The Birth of Radio City Music Hall and the Figurative Death of Roxy's Career
“Unfortunately for Roxy … Radio City’s opening night on December 27, 1932, was a critical disaster.”
The excerpt from Ross Melnick’s American Showman: Samuel “Roxy” Rothafel and the Birth of the Entertainment Industry, 1908-1935 in yesterday’s post looked at Rothafel’s great triumph with the opening of the Roxy theater. Moving ahead a few years, today’s post tells the story of the mixed reaction his new endeavor—Radio City Music Hall— received and how it foreshadowed his decline in the entertainment business.
As the opening of Radio City Music Hall and the RKO Roxy Theatre neared, pressure mounted inside the two art deco theaters. In addition to his own need to top every theater he had ever opened in New York, Roxy was also under immense public scrutiny. Critic Gilbert Seldes noted that with Roxy’s decision to make Radio City Music Hall a venue for variety only, “What is done there will either energize or stultify entertainment in America for a generation.” Others, including Roxy, saw Radio City as a ray of hope in an otherwise dismal economic and social climate. He noted in August 1932:
Many people have remarked that the activity and bustle about Radio City in Rockefeller Center is a definite inspiration in the center of a big metropolis—a sort of example to all the world to forge ahead and get busy. In this same sense it strikes us that Radio City, when completed, will be a beacon light to the entire industry. Even as one astounding picture from any producer serves to help the entire fraternity, so Radio City will act as a stimulus to the entire nation and will help lift [it] out of the doldrums of depression. It will automatically broadcast a sincerity of purpose—a message of faith and optimism. Radio City will be a challenge and an inspiration, not only to our industry, but to all industries, to move forward and onward.

▶ _Exercise_:
On what date was Radio City's opening night, according to the passage on Radio City Music Hall?

▶ _Provided information_:

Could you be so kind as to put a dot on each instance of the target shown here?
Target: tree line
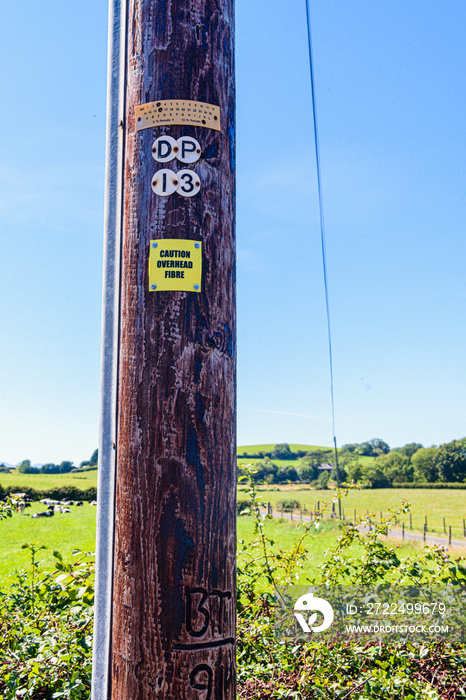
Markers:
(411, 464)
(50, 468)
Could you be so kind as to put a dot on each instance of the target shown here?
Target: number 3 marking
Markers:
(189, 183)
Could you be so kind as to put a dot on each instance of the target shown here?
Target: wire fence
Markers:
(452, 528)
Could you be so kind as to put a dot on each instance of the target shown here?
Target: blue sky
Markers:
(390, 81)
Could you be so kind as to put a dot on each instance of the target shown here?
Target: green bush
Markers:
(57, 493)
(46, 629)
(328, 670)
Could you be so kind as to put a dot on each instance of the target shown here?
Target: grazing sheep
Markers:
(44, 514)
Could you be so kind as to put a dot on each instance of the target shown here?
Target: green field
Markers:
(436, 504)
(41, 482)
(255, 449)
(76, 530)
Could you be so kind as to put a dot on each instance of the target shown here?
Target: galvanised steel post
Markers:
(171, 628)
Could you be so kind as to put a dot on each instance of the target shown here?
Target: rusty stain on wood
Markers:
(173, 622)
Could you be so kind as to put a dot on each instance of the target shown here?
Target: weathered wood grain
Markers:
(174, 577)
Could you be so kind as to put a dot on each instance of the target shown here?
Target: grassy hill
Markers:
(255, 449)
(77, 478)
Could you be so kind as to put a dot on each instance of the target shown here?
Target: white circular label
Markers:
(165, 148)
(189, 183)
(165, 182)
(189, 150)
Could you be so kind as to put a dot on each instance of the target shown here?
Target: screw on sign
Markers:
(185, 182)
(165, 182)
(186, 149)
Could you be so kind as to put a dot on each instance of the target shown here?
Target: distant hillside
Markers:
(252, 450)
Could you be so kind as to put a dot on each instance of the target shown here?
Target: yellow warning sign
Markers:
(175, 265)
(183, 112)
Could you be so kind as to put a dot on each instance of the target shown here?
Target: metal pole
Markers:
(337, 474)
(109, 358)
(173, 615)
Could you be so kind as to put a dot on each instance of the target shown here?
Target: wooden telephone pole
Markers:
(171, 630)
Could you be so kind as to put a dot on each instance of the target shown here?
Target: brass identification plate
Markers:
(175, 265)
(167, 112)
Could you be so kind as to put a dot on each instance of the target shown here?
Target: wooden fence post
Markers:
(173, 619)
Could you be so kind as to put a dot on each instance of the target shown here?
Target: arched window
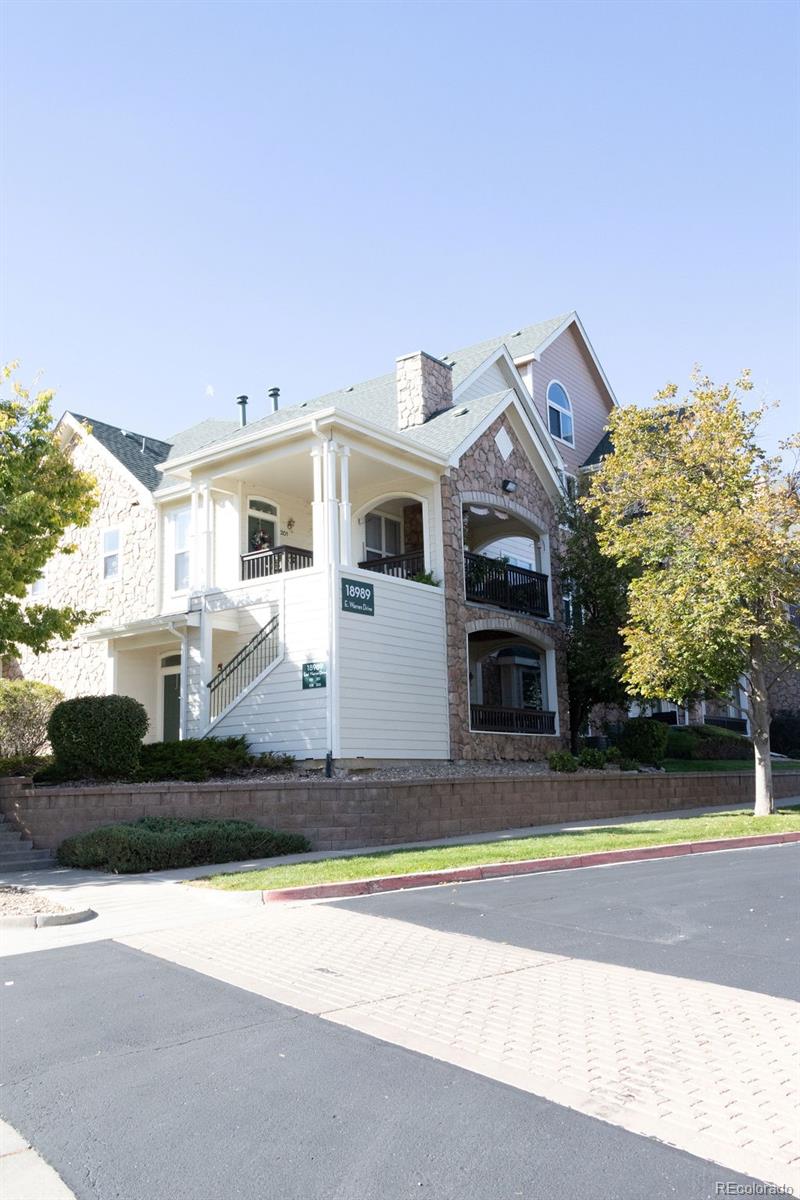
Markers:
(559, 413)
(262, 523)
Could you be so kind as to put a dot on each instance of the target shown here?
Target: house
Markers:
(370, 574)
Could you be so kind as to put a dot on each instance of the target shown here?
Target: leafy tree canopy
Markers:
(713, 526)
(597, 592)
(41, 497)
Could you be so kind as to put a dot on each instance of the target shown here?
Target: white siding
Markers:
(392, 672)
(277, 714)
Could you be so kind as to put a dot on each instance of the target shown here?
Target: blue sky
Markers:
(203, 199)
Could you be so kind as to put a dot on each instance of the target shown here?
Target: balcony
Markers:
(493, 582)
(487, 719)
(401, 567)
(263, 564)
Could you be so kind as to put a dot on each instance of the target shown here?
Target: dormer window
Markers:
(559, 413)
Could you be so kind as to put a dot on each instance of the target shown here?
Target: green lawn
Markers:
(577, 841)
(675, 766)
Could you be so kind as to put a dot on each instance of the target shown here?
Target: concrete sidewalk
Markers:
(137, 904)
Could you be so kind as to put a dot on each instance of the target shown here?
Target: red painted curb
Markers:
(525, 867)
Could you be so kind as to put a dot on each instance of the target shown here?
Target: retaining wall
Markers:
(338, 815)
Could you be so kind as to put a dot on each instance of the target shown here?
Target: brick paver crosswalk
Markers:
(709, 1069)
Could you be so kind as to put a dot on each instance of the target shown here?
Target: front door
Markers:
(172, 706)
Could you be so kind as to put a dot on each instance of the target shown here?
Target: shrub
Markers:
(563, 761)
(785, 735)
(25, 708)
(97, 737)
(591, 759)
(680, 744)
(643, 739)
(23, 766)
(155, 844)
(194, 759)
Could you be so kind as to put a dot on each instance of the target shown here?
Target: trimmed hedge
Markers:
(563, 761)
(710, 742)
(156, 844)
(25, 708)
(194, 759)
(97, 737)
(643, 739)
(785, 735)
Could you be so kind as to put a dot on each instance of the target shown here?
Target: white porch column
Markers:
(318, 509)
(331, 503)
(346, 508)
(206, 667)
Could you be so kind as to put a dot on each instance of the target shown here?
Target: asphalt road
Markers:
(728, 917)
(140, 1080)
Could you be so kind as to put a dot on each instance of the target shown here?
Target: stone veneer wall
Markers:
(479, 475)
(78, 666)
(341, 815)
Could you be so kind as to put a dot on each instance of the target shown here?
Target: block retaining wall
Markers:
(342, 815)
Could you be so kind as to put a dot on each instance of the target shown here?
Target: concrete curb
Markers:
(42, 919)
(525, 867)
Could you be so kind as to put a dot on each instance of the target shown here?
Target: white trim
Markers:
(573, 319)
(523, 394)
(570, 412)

--

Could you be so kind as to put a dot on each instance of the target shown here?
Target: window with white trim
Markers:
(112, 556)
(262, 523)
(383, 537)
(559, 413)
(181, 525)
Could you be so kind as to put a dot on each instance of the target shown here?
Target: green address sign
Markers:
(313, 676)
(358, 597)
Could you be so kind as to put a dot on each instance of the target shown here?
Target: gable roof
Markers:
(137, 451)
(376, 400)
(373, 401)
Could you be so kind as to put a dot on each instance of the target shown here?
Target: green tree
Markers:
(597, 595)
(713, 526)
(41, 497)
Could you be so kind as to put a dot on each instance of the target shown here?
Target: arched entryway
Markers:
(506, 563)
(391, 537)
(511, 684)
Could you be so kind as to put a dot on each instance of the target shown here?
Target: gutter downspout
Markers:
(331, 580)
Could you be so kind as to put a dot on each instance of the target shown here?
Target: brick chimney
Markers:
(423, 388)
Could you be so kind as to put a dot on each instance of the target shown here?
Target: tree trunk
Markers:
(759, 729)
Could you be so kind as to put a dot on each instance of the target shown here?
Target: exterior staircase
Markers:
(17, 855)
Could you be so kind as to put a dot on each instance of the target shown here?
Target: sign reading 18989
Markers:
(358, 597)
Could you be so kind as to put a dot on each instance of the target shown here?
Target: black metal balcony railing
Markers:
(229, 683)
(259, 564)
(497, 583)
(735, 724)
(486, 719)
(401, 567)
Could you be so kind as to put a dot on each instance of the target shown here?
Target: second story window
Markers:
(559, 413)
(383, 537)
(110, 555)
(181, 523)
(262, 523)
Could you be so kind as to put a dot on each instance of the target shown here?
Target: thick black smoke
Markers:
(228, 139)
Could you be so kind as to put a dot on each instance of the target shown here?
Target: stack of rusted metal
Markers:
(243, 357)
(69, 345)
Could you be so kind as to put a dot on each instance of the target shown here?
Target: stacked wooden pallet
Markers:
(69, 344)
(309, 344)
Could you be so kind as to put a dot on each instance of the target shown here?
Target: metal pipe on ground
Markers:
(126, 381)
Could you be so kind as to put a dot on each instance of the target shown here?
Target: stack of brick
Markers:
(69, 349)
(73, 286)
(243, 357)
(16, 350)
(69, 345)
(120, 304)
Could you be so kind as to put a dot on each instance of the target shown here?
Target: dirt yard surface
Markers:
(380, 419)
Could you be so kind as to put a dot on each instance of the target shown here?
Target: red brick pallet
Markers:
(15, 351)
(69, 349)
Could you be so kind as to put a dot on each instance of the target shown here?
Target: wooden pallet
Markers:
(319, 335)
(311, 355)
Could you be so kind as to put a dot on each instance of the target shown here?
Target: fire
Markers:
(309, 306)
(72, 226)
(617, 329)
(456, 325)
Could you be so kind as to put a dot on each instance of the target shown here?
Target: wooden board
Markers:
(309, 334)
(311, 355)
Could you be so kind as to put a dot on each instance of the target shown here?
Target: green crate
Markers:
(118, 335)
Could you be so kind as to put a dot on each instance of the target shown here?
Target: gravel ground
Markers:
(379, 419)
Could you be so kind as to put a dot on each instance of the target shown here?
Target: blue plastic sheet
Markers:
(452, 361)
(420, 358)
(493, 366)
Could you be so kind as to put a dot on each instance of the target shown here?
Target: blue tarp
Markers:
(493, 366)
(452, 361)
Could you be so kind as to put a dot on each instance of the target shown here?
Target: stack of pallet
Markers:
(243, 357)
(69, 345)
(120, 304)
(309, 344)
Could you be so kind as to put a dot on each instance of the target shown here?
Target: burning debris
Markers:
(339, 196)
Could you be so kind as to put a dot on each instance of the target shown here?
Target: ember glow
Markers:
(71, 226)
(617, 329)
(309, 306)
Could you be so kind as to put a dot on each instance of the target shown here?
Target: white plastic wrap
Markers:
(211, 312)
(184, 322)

---

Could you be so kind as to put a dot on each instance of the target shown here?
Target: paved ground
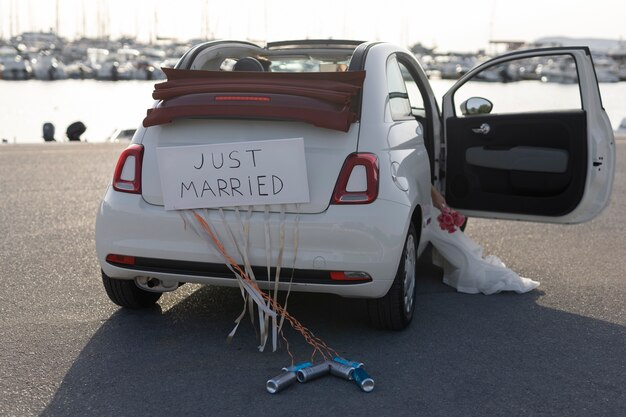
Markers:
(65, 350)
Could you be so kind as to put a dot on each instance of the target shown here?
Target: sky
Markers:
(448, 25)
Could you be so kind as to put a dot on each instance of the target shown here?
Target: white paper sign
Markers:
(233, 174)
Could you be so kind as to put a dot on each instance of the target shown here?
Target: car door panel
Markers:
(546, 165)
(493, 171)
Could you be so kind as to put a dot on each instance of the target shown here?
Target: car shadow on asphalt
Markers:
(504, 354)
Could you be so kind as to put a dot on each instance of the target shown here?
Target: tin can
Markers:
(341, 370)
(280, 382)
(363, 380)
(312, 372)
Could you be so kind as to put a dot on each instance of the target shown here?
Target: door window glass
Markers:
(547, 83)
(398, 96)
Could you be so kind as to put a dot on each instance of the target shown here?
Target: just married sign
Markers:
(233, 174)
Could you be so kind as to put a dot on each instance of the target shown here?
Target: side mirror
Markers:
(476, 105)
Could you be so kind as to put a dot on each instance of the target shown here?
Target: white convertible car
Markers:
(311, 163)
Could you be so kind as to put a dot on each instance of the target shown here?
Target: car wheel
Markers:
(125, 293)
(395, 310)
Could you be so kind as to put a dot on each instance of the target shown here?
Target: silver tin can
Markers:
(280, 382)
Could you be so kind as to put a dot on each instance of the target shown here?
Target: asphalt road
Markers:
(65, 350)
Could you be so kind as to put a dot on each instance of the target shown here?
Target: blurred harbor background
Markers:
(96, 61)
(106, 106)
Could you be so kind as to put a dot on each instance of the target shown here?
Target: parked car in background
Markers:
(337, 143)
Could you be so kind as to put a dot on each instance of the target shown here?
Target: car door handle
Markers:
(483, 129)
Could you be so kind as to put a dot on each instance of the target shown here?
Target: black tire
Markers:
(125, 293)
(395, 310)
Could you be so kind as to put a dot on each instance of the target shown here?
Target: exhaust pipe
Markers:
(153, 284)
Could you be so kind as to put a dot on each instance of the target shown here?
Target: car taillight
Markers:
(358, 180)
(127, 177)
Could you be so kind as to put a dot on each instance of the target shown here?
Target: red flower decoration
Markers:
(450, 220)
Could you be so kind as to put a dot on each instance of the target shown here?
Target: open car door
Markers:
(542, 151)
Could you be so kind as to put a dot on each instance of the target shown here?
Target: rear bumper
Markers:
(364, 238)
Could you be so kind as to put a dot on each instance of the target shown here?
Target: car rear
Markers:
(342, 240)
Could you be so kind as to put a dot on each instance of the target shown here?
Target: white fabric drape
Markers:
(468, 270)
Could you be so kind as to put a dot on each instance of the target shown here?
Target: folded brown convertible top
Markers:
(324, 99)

▶ _Task output_:
December 27, 1932